Transcreva sem nenhuma alteração todas as linhas dos registros abaixo.

● **Registros**
__________

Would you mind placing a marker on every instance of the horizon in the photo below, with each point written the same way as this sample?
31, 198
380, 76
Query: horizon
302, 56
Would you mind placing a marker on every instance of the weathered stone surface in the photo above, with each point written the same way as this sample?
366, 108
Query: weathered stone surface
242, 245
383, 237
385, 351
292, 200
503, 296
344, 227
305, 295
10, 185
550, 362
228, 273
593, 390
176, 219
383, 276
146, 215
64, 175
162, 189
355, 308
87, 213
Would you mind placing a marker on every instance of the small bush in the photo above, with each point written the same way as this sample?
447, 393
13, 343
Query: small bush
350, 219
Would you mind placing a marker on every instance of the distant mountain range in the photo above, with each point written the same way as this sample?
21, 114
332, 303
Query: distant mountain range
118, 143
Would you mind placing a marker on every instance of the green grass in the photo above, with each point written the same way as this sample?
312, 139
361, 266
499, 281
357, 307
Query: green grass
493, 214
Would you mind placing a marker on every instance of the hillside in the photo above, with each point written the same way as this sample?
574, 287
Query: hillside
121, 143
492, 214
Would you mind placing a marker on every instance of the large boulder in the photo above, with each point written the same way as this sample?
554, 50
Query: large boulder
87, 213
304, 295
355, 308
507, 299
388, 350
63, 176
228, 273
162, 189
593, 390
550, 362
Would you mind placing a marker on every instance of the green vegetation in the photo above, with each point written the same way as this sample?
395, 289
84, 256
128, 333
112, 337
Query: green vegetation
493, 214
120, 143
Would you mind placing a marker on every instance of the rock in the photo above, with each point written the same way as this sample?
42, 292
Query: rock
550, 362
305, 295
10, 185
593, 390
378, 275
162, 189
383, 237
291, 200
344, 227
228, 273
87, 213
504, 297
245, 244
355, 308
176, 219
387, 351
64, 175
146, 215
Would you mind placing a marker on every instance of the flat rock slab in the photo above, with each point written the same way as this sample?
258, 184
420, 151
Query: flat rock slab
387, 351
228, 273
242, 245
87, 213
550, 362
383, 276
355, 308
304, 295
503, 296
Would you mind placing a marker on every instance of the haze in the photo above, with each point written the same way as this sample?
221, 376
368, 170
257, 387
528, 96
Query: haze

__________

● **Resultado da tarefa**
Would you mind placing a marker on every instance of the horizon in the photo below, with each point written the same way as this sample?
31, 198
380, 76
Query: horizon
302, 56
Would you mind placing a marker on every instance of the weathered stone surface in the photo above, with each point written the same way as this sample?
366, 108
Query: weathered stone surface
242, 245
383, 237
385, 351
292, 200
503, 296
344, 227
305, 295
10, 185
550, 362
228, 273
593, 390
176, 219
383, 276
146, 215
64, 175
162, 189
355, 308
87, 213
Would you mind placing a marker on every instance of the small bush in the photo above, with each point written the same way as this sample?
447, 393
13, 343
Query: small bush
350, 219
Would you mind placing a marker on every instance of the distant mountain range in the photo above, with each point written the same way as this sample?
21, 114
332, 303
Query: distant mountain range
118, 143
Would you mind placing a marker on every instance of the green grass in the photo above, with each point written the same way as this sample?
312, 139
361, 266
499, 281
357, 307
Query: green grass
493, 214
Would you mind placing a marker on every instance of the hillside in the photo above, with each point written the same way as this sample?
574, 287
Query: hillside
121, 143
492, 214
Would you mind placing a marker on every instance of the large boulder in the photo above, with each point written the same way as this sample?
554, 50
Query: large boulder
87, 213
304, 295
355, 308
507, 299
388, 350
63, 176
228, 273
162, 189
593, 390
550, 362
Would you mind placing a marker on every instance of the green vegetation in the photo above, with each point written the same way as this sample?
395, 289
84, 256
128, 333
112, 337
Query: green vegetation
493, 214
120, 143
Would you mind placing a marker on every instance of the rock in the photo above, with each point written the same way as this sample?
42, 292
Query: rock
550, 362
305, 295
10, 185
593, 390
378, 275
162, 189
383, 237
291, 200
344, 227
228, 273
87, 213
504, 297
245, 244
355, 308
176, 219
387, 351
64, 175
146, 215
Would you mind placing a marker on every instance of the flat rock slab in the photo above, with each point written the same way as this sample?
258, 184
420, 151
Query: flat rock slab
387, 351
228, 273
242, 245
87, 213
550, 362
383, 276
355, 308
304, 295
503, 296
Would you mind placing a marker on every instance of the haze in the photo above, with each point written the same way as this sample?
221, 376
368, 170
257, 387
528, 96
Query: haze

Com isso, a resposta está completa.